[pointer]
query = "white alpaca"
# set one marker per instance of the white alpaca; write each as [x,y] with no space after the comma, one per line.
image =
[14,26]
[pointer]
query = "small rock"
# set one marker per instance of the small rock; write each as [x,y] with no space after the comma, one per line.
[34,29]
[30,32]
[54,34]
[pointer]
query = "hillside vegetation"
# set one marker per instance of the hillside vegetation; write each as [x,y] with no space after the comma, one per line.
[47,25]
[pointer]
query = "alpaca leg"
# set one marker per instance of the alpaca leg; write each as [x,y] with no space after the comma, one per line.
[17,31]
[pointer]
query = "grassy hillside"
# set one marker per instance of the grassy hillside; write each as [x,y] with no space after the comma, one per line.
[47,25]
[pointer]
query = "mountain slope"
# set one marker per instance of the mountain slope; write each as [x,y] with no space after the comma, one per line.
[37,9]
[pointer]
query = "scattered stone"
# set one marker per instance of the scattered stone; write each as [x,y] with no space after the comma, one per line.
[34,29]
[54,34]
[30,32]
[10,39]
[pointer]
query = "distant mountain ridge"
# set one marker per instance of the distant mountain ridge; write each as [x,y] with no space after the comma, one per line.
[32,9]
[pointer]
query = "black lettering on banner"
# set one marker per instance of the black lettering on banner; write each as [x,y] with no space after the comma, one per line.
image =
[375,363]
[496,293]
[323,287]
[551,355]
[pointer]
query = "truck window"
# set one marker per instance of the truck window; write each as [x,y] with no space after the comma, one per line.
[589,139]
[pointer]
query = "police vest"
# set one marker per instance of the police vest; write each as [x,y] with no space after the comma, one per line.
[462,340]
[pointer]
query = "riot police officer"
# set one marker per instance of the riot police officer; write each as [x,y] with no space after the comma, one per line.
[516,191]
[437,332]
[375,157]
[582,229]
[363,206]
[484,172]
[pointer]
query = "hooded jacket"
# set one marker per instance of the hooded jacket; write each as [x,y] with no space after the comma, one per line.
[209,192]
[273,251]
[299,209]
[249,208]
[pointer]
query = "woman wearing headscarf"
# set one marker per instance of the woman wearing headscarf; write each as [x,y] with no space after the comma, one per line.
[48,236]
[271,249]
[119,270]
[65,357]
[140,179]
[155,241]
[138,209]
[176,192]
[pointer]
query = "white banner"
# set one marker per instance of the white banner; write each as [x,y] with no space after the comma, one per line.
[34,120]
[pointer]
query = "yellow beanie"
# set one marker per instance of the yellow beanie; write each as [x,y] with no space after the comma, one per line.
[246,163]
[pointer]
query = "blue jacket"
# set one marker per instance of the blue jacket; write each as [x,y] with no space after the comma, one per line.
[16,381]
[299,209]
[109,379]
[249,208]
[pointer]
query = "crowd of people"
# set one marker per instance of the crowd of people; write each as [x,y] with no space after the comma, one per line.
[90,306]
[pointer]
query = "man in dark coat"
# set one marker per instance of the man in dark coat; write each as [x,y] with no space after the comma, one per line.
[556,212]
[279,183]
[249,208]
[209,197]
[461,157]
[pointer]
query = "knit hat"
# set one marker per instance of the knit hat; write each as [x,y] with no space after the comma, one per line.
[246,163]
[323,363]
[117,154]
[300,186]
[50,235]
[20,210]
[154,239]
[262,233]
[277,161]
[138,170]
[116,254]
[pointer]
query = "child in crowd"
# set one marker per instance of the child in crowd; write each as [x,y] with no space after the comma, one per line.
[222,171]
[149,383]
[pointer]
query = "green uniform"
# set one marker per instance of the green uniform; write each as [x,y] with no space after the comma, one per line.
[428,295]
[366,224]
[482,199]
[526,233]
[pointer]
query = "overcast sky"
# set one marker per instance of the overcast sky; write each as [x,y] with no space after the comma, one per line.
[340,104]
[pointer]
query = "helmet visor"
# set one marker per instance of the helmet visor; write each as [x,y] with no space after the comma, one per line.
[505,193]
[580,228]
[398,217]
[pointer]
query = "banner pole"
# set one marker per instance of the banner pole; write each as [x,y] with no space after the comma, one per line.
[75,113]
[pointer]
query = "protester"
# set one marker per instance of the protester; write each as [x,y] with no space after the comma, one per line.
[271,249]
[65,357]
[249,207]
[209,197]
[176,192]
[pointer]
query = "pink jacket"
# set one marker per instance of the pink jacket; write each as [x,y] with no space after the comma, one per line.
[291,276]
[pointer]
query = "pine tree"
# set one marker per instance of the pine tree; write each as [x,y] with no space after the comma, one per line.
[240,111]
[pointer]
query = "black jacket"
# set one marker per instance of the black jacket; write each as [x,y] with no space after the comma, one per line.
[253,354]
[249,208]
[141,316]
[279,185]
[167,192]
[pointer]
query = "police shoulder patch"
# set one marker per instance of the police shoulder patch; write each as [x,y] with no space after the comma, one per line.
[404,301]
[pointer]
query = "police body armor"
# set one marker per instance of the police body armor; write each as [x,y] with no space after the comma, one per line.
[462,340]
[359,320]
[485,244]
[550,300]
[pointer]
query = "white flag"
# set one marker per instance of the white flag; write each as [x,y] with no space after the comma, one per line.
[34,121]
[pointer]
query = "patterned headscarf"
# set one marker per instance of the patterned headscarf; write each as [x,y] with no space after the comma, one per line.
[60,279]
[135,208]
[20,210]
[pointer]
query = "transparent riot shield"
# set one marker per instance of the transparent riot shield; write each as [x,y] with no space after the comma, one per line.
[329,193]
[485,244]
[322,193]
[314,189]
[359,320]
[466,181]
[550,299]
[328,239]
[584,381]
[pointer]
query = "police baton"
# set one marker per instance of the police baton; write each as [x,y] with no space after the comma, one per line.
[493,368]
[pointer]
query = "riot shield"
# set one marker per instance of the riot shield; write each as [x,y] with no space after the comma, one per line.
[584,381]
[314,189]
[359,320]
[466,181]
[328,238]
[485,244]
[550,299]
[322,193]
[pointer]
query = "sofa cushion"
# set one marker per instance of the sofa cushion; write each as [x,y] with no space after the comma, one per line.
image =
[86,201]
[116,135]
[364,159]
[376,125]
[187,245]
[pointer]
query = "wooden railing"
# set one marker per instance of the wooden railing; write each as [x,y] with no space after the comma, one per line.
##########
◆ **YOUR INSTRUCTIONS**:
Read the material above and copy out each line holding "railing".

◆ **EXERCISE SOLUTION**:
query = "wooden railing"
# set one marker per instance of the wooden railing; write each as [x,y] with no space after the comma, one per line.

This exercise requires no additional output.